Requirement 1: According to the passage on power building below, why does one of the key criteria for choosing a community campaign require that it be winnable? Answer in one to three sentences.
=====
Power and Power Building

For our collective use, we should define “power.” For the military, the meaning is self-evident: the capacity to achieve its goals. Martin Luther King, Jr. used a similar definition, but with an important addition: “Power is the ability to achieve a purpose. Whether or not it is good or bad depends upon the purpose.” For our use, then, purpose is part of power. The military wants the capability to win wars, and while I have never heard the phrase “power building” used in a military context, the military recruits, builds weapons, pays for military personnel, trains leaders, and so on, in order to maintain or increase the ability to win wars. 

In our context, power building is for community organizations, who are not ordinarily thought of as fighting wars, even metaphorical. And yet community organizers work with real communities to “fight” against an immediate and pressing problem in their community. Some of these battles have been lost, but community organizers are realists who need to recruit and retain local folks; sensibly enough, one of the key criteria for choosing campaigns is that they are winnable. When a community organization picks a campaign, its leaders have made an estimate ahead of time that it is winnable. 

Winning campaigns is excellent for the organizations and the people impacted by the victories, but such wins are also tactical. The military likes to win tactical battles too, of course. However, military strategy stresses the difference between winning battles and winning the war (it is, after all idiomatic that you can win all the battles but lose the war). And yet our focus on power building has often been about power for communities, which is to say, about tactical battles. 

What about system transformation and structural change? What about winning the war?

Community Organizing Is Necessary But Not Sufficient

Organizing at the community level is necessary to achieve transformational goals, but more is needed. Community organizations are like platoons: no platoons, no wins at any level. But platoons can only fight in their immediate surroundings. The painful challenge for communities is that the problems they face are often not community problems, originating far beyond immediate surroundings: perhaps a company headquartered in London, through laws passed by the state legislature, or a water infrastructure neglected over decades that will require federal funds and intervention to replace. A power analysis of the opposition would reveal an interconnected set of institutions, laws, and outside forces, against which even a powerful and well-organized community cannot prevail. 

Diverse people surrounded by the words (Illustration by Taslim van Hattum)

The military metaphor is not always apt, of course. To remedy a lead-poisoned water system, for example, it would be critical on tactical, moral, democratic, and indeed strategic grounds for an outside force to operate in close cooperation with the local community and with great respect for the community's expertise and the stakes and remedies as the community sees them. Military leadership might consult with a platoon about next steps, but the relationship is more one-sided. Other contradictions can emerge in applying the military analogy to social change strategy. 

However, a military analysis allows us to see the task ahead of us in a new perspective. For example, a power analysis of the fight against structural racism suggests that while a community can fight manifestations of structural and institutional racism, the system-level forces and institutions that maintain structural racism and class and gender inequities require a different set of actions.
=====
Requirement 2: Count the lines of the records that contain the string "zipper", treating uppercase and lowercase letters as distinct.

Dataset:
=====
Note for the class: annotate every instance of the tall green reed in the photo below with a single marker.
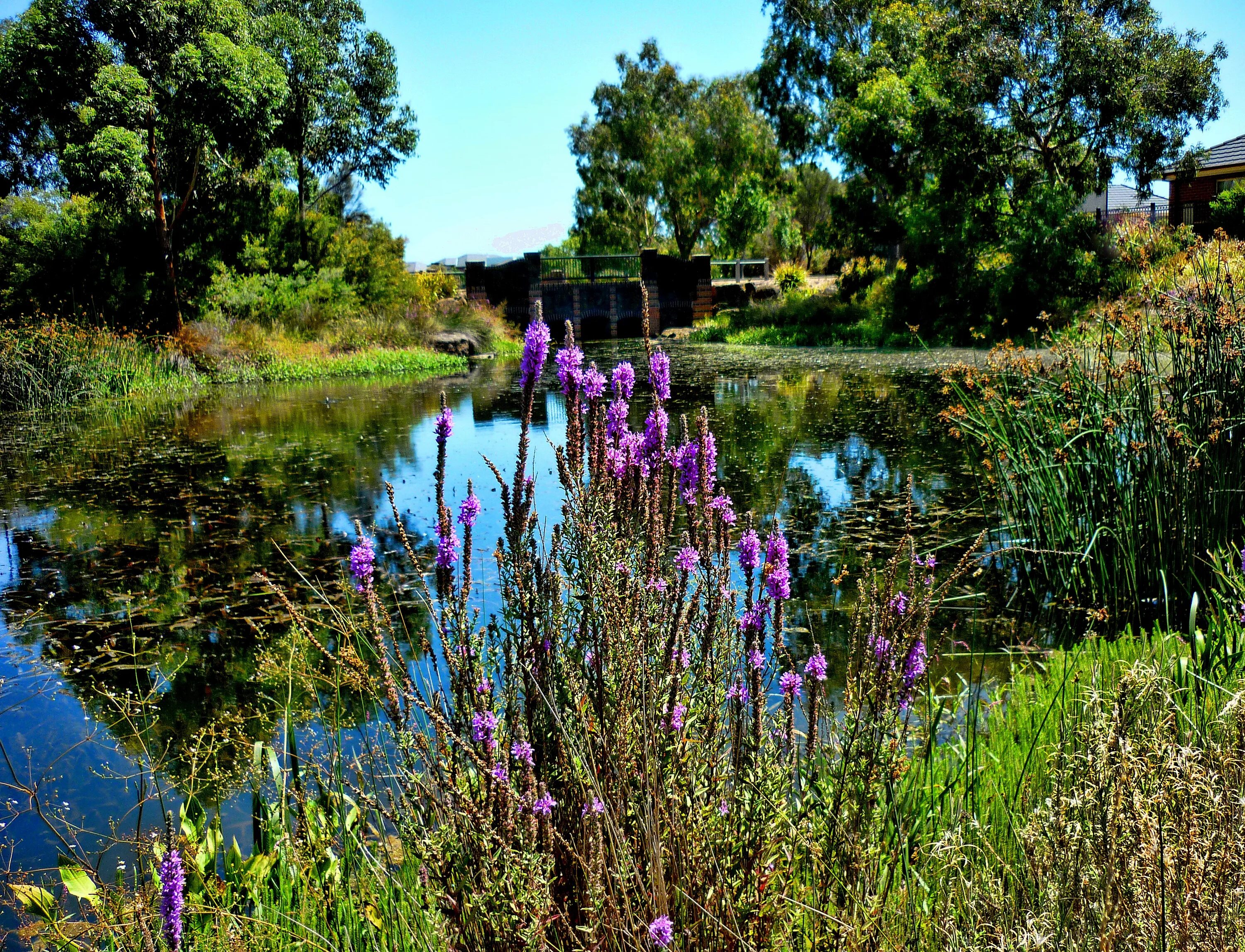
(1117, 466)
=====
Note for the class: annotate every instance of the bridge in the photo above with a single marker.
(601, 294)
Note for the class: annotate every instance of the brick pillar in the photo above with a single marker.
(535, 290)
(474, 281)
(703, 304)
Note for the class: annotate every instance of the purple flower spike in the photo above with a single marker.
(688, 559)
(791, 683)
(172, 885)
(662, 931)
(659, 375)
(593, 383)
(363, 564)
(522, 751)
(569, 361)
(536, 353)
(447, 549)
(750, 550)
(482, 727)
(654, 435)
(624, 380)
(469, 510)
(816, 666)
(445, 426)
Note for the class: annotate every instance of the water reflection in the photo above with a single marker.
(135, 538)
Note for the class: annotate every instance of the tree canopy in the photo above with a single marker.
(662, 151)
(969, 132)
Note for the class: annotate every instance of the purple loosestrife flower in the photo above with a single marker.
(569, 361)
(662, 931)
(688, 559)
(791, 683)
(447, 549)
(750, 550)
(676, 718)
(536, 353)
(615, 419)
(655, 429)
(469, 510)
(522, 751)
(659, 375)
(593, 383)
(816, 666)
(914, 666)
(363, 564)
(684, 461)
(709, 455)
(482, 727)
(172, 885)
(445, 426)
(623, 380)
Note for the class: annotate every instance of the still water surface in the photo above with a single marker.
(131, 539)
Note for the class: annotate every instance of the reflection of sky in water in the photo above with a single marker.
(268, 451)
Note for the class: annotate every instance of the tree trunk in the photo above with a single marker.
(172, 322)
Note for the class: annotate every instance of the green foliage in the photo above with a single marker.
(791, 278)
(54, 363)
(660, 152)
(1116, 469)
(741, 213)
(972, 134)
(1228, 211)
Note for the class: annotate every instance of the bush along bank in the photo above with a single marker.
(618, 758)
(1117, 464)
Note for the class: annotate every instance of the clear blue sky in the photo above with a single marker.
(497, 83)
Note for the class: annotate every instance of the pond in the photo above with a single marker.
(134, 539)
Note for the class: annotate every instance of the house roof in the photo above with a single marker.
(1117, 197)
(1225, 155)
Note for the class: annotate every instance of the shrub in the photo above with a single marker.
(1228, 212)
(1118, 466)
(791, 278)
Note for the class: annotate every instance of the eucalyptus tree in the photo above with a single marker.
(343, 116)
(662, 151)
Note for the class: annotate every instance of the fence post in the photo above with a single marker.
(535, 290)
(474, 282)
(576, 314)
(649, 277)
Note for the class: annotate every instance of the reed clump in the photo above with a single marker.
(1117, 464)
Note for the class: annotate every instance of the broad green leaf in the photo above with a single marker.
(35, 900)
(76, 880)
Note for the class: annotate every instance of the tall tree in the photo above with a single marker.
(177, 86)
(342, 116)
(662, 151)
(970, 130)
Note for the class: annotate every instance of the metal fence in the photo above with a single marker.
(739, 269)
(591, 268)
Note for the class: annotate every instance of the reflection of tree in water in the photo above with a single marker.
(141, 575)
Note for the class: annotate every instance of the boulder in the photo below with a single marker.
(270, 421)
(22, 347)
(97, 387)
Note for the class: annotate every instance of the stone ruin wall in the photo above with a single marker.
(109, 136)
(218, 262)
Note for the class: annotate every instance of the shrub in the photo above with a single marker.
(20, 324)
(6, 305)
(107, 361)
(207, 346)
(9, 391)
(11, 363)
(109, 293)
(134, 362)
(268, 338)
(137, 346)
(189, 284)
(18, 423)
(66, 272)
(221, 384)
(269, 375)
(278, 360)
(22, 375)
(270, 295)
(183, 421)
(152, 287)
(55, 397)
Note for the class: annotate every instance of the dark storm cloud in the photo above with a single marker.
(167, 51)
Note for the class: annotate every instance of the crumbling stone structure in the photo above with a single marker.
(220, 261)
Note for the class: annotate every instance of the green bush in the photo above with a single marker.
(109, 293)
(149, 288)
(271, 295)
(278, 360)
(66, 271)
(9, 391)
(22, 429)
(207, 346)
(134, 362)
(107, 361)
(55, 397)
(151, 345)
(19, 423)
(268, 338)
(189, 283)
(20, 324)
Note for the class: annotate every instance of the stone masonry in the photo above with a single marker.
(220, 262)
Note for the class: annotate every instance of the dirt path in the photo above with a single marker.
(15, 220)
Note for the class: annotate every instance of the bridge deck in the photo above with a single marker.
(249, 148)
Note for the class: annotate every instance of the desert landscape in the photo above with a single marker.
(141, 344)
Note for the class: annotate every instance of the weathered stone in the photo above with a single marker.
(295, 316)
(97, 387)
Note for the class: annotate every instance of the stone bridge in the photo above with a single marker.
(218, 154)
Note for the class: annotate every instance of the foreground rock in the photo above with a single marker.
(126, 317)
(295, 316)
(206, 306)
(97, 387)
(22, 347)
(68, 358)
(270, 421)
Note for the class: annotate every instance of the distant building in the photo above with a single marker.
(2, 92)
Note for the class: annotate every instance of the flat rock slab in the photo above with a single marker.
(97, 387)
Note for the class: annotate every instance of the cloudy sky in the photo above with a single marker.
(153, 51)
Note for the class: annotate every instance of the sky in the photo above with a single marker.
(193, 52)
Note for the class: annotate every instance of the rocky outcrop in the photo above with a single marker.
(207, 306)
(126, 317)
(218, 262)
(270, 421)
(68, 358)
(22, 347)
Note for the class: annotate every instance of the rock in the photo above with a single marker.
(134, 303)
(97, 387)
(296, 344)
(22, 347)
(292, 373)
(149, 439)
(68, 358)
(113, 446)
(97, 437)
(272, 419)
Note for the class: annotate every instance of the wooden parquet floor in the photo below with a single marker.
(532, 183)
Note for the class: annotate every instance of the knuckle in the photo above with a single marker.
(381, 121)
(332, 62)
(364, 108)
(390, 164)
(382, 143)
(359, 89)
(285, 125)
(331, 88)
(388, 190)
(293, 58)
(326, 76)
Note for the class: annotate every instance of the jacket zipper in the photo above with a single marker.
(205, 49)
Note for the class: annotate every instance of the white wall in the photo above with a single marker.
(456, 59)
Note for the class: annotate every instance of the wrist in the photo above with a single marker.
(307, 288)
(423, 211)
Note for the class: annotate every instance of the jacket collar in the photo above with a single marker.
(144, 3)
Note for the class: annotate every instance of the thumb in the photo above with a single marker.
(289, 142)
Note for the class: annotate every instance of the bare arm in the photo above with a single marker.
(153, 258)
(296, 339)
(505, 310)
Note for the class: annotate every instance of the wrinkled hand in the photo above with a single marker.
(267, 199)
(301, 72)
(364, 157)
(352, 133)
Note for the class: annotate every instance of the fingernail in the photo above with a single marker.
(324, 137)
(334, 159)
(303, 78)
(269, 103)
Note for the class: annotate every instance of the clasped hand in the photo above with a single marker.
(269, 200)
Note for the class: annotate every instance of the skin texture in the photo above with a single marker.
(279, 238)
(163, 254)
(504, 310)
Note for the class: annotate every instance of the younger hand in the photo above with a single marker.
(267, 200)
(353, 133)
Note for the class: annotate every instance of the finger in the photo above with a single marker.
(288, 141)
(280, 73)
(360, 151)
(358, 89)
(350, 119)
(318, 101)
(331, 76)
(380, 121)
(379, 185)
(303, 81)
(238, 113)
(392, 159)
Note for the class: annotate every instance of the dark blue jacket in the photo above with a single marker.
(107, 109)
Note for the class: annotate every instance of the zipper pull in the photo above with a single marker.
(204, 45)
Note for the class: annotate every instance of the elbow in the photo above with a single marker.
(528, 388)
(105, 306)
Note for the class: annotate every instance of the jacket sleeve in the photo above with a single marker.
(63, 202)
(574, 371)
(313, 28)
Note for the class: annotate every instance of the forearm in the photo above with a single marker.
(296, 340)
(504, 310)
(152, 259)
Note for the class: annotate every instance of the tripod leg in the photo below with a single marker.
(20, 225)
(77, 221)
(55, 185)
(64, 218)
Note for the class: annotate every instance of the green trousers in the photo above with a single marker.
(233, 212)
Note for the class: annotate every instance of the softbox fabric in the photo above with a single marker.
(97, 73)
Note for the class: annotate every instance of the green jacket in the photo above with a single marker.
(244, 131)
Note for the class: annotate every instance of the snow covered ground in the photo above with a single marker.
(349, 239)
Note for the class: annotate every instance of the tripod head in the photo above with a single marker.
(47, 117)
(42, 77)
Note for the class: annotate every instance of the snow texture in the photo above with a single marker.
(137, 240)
=====
Final result 1: Community organizers are realists who need to recruit and retain local people, so they pick campaigns that can be won. Before a community organization takes on a campaign, its leaders have already estimated that it is winnable.

Final result 2: 2